- [Job]: Quote the whole listing word for word, please.

- [Records to use]:

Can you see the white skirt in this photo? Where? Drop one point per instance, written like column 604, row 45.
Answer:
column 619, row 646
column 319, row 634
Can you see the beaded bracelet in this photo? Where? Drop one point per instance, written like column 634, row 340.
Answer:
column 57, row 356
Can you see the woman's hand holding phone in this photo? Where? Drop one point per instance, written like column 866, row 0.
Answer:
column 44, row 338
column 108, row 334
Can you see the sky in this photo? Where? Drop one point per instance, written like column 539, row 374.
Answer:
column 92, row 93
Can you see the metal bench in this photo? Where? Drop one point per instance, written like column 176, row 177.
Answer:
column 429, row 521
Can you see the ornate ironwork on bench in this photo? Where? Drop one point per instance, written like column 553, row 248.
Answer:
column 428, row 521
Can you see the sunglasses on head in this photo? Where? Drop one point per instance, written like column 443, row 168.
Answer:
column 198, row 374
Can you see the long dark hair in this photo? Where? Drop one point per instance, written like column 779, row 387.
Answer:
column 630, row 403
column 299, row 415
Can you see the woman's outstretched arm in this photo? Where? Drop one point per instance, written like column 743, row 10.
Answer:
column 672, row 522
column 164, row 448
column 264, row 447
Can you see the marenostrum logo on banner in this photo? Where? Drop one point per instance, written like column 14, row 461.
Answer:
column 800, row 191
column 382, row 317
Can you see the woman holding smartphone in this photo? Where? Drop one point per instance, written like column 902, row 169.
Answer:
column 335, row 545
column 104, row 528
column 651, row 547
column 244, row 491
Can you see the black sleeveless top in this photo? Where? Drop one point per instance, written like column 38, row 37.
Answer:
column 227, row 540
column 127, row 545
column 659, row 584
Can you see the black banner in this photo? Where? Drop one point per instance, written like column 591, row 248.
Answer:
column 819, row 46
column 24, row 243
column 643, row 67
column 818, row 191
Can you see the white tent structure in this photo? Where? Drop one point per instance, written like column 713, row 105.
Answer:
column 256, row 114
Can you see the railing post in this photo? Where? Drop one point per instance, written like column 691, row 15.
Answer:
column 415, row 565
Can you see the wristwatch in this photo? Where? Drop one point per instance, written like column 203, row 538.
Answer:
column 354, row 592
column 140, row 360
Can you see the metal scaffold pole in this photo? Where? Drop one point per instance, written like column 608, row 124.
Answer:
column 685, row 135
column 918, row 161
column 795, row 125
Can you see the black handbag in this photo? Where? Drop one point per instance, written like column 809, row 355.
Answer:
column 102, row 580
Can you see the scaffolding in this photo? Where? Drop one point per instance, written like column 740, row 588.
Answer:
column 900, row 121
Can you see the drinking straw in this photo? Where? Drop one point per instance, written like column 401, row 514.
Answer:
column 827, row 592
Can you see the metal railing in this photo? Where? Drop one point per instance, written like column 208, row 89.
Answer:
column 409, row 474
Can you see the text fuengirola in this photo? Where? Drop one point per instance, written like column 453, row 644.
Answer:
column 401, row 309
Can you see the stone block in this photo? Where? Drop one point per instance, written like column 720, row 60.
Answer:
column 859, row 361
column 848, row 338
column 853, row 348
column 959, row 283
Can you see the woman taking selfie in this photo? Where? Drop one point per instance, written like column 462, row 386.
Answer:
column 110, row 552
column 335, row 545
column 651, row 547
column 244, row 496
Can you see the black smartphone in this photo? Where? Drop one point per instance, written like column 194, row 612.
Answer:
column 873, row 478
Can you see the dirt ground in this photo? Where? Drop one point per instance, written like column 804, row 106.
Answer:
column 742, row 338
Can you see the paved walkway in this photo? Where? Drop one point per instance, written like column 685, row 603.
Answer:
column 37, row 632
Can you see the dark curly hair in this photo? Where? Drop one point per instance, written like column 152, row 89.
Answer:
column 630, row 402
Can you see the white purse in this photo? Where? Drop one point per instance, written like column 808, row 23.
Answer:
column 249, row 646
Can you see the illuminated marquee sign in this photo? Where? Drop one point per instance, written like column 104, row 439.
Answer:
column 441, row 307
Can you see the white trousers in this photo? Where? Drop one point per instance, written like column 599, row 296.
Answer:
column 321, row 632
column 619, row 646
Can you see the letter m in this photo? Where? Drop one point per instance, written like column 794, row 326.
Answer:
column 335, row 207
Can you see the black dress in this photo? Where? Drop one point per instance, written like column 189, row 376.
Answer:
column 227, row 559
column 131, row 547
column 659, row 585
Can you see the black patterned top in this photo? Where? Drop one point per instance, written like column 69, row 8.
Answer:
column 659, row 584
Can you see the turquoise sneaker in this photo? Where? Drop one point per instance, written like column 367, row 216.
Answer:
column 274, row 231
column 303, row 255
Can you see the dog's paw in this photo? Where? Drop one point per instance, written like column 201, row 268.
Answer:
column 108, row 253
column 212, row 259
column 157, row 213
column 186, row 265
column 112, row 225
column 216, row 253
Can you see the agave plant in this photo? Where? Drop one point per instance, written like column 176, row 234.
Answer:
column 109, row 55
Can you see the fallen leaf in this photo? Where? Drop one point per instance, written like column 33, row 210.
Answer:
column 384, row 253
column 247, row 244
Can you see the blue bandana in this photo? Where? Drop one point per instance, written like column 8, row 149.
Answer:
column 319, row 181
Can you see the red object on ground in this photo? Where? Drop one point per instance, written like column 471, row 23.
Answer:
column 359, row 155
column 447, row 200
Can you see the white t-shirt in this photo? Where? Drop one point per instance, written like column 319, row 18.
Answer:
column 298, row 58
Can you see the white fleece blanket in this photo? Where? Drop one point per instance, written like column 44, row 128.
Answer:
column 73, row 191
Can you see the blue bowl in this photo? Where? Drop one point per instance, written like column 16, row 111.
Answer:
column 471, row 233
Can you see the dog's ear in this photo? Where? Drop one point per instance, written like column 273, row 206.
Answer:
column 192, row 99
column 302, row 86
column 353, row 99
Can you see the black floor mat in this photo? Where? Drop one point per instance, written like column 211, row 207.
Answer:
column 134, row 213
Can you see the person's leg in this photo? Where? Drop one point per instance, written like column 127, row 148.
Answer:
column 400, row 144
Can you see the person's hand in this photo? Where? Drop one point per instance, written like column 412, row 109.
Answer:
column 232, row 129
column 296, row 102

- [Right answer]:
Can you see the white skirt in this photo? Where? Drop one point per instance, written like column 604, row 45.
Answer:
column 619, row 646
column 319, row 634
Can you see the beaded bracelet in this photo? Where? Drop one point per instance, written like column 634, row 340.
Answer:
column 57, row 356
Can you see the woman's hand holding phone in this photo? Where? Drop one point per instance, written like column 866, row 0.
Answer:
column 44, row 338
column 108, row 334
Can you see the sky in this photo? Where? Drop one point per instance, written like column 539, row 374.
Answer:
column 92, row 93
Can you see the metal bench in this photo? Where? Drop one point per instance, written like column 176, row 177.
Answer:
column 429, row 521
Can you see the ornate ironwork on bench in this photo? Where? Drop one point per instance, written like column 553, row 248.
Answer:
column 428, row 521
Can you see the sunglasses on head in this photo? Where? Drop one point per instance, written like column 443, row 168.
Answer:
column 198, row 374
Can you see the long dark hair in this photo? Where? Drop one point per instance, written like column 779, row 387.
Answer:
column 630, row 403
column 299, row 415
Can you see the woman's outstretched arm in this photo? Where? Drop one point per instance, written like column 743, row 10.
Answer:
column 672, row 522
column 164, row 448
column 264, row 447
Can you see the marenostrum logo on banner in this photo? Where? Drop one point per instance, written like column 14, row 461.
Answer:
column 800, row 191
column 382, row 317
Can you see the woman holding smartphone in this photo? Where? Drop one point per instance, written like column 902, row 169.
Answer:
column 335, row 545
column 104, row 528
column 651, row 547
column 244, row 491
Can you see the black sleeveless top in this photo? Where? Drop one point per instance, written like column 38, row 37.
Answer:
column 227, row 540
column 127, row 545
column 659, row 584
Can you see the black banner in this photo? Where? Drop one point per instance, written like column 591, row 248.
Answer:
column 819, row 46
column 24, row 243
column 643, row 67
column 818, row 191
Can you see the white tent structure in this photo? Where? Drop one point per instance, written like column 713, row 105.
Answer:
column 256, row 114
Can you see the railing post in this photo? Where? Drop one point per instance, written like column 691, row 15.
Answer:
column 415, row 565
Can you see the wristwatch in this photo? Where? Drop one point per instance, written like column 203, row 538.
Answer:
column 354, row 592
column 140, row 360
Can you see the metal scaffold pole in this photo? Where? Drop one point per instance, written like column 608, row 124.
Answer:
column 685, row 135
column 918, row 161
column 795, row 125
Can you see the black handbag in this photo? Where? Drop one point per instance, written like column 809, row 355.
Answer:
column 102, row 580
Can you see the scaffolding in this photo? Where? Drop one point per instance, written like column 740, row 588.
Answer:
column 900, row 121
Can you see the drinking straw in this photo? Where? Drop one point per instance, written like column 401, row 514.
Answer:
column 827, row 592
Can you see the metal railing in this photo? Where? Drop one point per instance, written like column 208, row 89.
Answer:
column 409, row 474
Can you see the text fuengirola in this photo? Where? Drop one point per instance, written like column 453, row 644.
Answer:
column 401, row 309
Can you see the stone block in this photo? Where? Drop one point per instance, written like column 720, row 60.
Answer:
column 859, row 361
column 848, row 338
column 853, row 348
column 959, row 283
Can you see the woman taking selfie in this photo? Where? Drop one point per instance, written like column 462, row 386.
Answer:
column 110, row 552
column 335, row 545
column 651, row 547
column 244, row 496
Can you see the black smartphone in this photo? Where? Drop one point per instance, written like column 194, row 612.
Answer:
column 873, row 478
Can you see the dirt ground in this photo? Where? Drop one point per instance, written like column 804, row 106.
Answer:
column 742, row 338
Can you see the paved walkway in this photo? Where? Drop one point per instance, written like column 685, row 603.
Answer:
column 37, row 632
Can you see the dark curly hair in this photo? Where? Drop one point per instance, written like column 152, row 89.
Answer:
column 630, row 402
Can you see the white purse in this photo? Where? Drop one point per instance, written like column 808, row 23.
Answer:
column 249, row 646
Can you see the illuminated marquee sign in this photo? Where? Drop one point per instance, written like column 104, row 439.
Answer:
column 441, row 307
Can you see the white trousers in this photo? Where? Drop one point per instance, written like column 599, row 296.
Answer:
column 321, row 632
column 619, row 646
Can you see the letter m in this photo? Where? Drop one point per instance, written like column 794, row 326.
Answer:
column 335, row 207
Can you see the black dress in this photo? Where? Drop one point per instance, written like column 189, row 376.
Answer:
column 227, row 559
column 131, row 547
column 659, row 585
Can you see the black patterned top in this photo? Where? Drop one point per instance, written like column 69, row 8.
Answer:
column 659, row 584
Can you see the turquoise sneaker in this photo? Where? Drop one point per instance, written like column 367, row 216.
Answer:
column 274, row 231
column 303, row 255
Can you see the dog's paw in this photo? Where? Drop one point per instance, written like column 201, row 268.
Answer:
column 108, row 253
column 212, row 259
column 157, row 213
column 186, row 265
column 112, row 225
column 216, row 253
Can you see the agave plant in this photo? Where? Drop one point per instance, written like column 176, row 234.
Answer:
column 109, row 55
Can you see the fallen leaf in this photo? Where? Drop one point per instance, written like column 33, row 210.
Answer:
column 384, row 253
column 247, row 244
Can you see the blue bandana in this photo? Where? Drop one point per instance, written like column 8, row 149.
Answer:
column 319, row 181
Can you see the red object on ground in this photo? Where? Drop one point per instance, written like column 471, row 23.
Answer:
column 359, row 155
column 447, row 200
Can you see the white t-shirt in this photo? Where? Drop one point per instance, written like column 319, row 18.
Answer:
column 298, row 58
Can you see the white fleece blanket in this photo? Where? Drop one point per instance, written like column 44, row 128.
Answer:
column 73, row 191
Can you see the blue bowl in this photo? Where? Drop one point per instance, written like column 16, row 111.
Answer:
column 471, row 233
Can you see the dog's ear in this photo? Where? Drop one point per instance, written like column 273, row 206.
Answer:
column 192, row 99
column 302, row 86
column 353, row 99
Can you see the black floor mat in this photo? Where? Drop one point per instance, written like column 211, row 207.
Answer:
column 134, row 213
Can you see the person's leg in this photo? Where? Drop one point per instance, written like column 127, row 148.
Answer:
column 400, row 144
Can you see the person's hand in this photo? Where? Drop one point per instance, written like column 412, row 109.
Answer:
column 232, row 129
column 296, row 102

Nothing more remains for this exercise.